/---

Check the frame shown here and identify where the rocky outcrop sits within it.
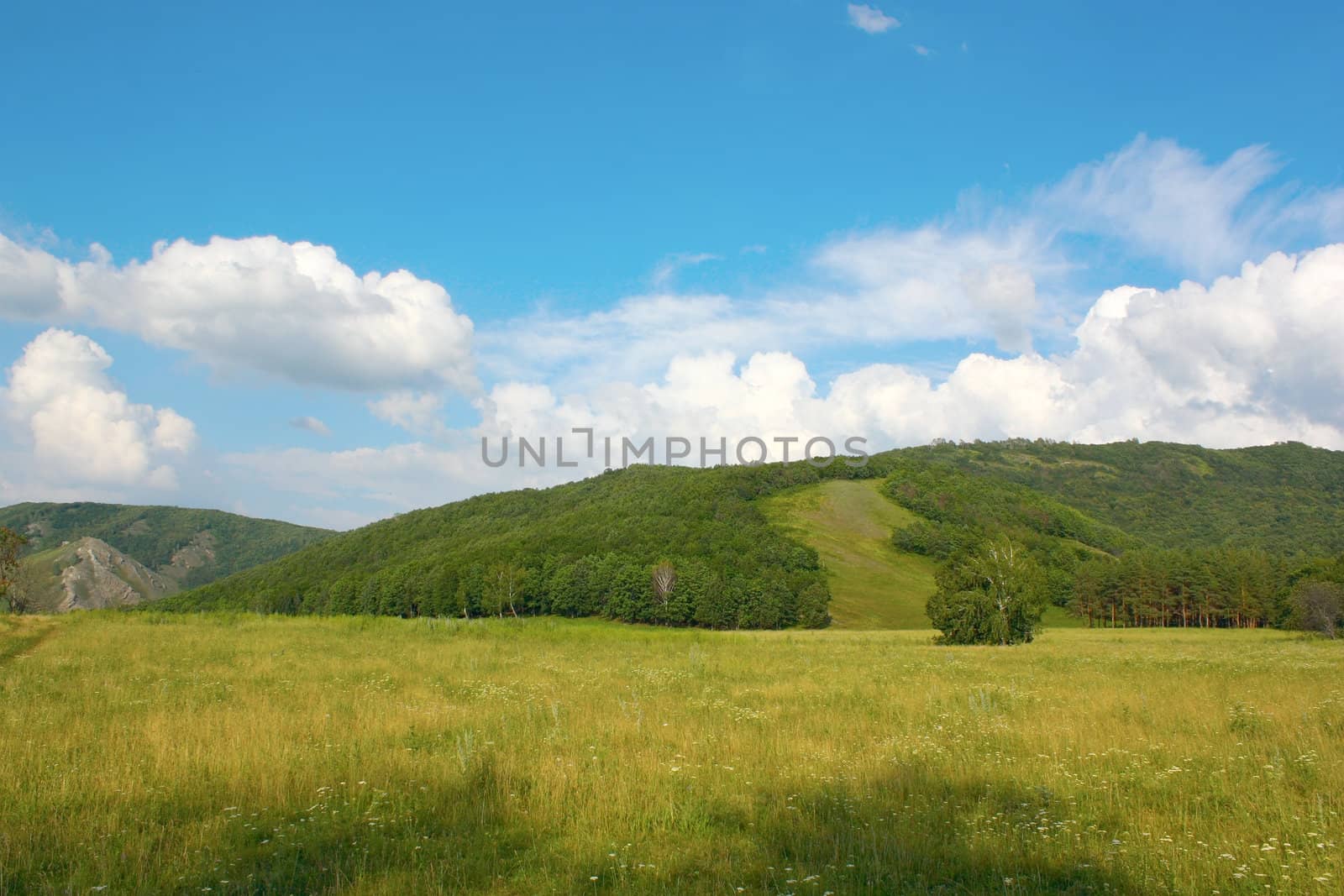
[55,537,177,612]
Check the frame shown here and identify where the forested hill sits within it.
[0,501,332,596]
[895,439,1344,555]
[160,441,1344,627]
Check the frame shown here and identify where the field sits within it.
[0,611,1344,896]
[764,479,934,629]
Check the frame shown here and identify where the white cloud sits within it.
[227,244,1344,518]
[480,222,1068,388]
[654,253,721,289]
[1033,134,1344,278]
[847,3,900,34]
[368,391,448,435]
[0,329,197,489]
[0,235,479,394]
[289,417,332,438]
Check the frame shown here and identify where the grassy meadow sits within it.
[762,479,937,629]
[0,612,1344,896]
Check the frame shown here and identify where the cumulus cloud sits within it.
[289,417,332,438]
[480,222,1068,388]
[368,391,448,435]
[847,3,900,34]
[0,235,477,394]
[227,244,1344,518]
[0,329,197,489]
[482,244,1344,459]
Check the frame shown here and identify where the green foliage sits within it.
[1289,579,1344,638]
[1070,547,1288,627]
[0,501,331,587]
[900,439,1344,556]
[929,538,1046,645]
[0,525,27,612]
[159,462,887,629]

\---

▶ [Stated goal] Recast the lines above, from the line containing "Check the frame shown here and identify where the green" through the end, as a two-column CSV with the headers line_text and answer. Give one row per line that has answers below it. Put its text in one quoted field and all of its answers together in the other, with line breaks turned into spaces.

▶ [Result of this exercise]
line_text,answer
"Check the frame shown here and identify where the green foliage sits within it.","[1289,579,1344,638] [1070,547,1288,627] [0,501,331,587] [900,439,1344,556] [929,538,1046,645] [0,525,27,612] [159,462,887,629]"